TE LEZEN FRAGMENT:
• • •

In het draaiboek aviaire influenza staat het zo: gehouden vogels die vanuit hobby, sport, schadebeheer of om andere redenen rondvliegen (en daarbij in direct contact met wilde vogels of in de buurt van pluimveebedrijven kunnen komen) moeten in elk geval tijdens de standstill binnen hun hok en/of volière blijven. Dat geldt ook voor hoenderachtigen (waar de welzijnsimpact van ophokken acceptabel wordt geacht)
Voor alle andere categorieën hobbymatig gehouden vogels, waaronder watervogels, probeert de houder met andere maatregelen contact met wilde vogels en hun uitwerpselen te voorkomen. Dit is mede in het belang van de houder zelf, aangezien hij op die manier de kans dat zijn dieren besmet raken verkleint. Voor hobbymatig gehouden pluimvee en vogels kan, rekening houdend met het dierenwelzijn en op basis van een risico-inschatting worden besloten de afschermplicht te versoepelen of aan te passen.''
Sinds 2021 is Nederland verplicht ook rond besmette hobbypluimveehouderijen en kinderboerderijen zones in te stellen waar vervoersverboden gelden. Lidstaten mogen van deze Europese regels afwijken in geval er sprake is van houderijen met minder dan 50 vogels.

• • •

OPDRACHT: Leg in één tot drie zinnen uit waarom het volgens de tekst over aviaire influenza ook in het belang van de houder zelf is om contact van zijn vogels met wilde vogels en hun uitwerpselen te voorkomen.

VERZAMELD MATERIAAL:

• • •

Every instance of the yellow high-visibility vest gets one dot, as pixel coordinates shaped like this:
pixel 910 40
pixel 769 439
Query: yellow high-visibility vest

• • •

OPLOSSING: Het voorkomen van dat contact is in het belang van de houder zelf, omdat hij daarmee de kans verkleint dat zijn eigen dieren besmet raken.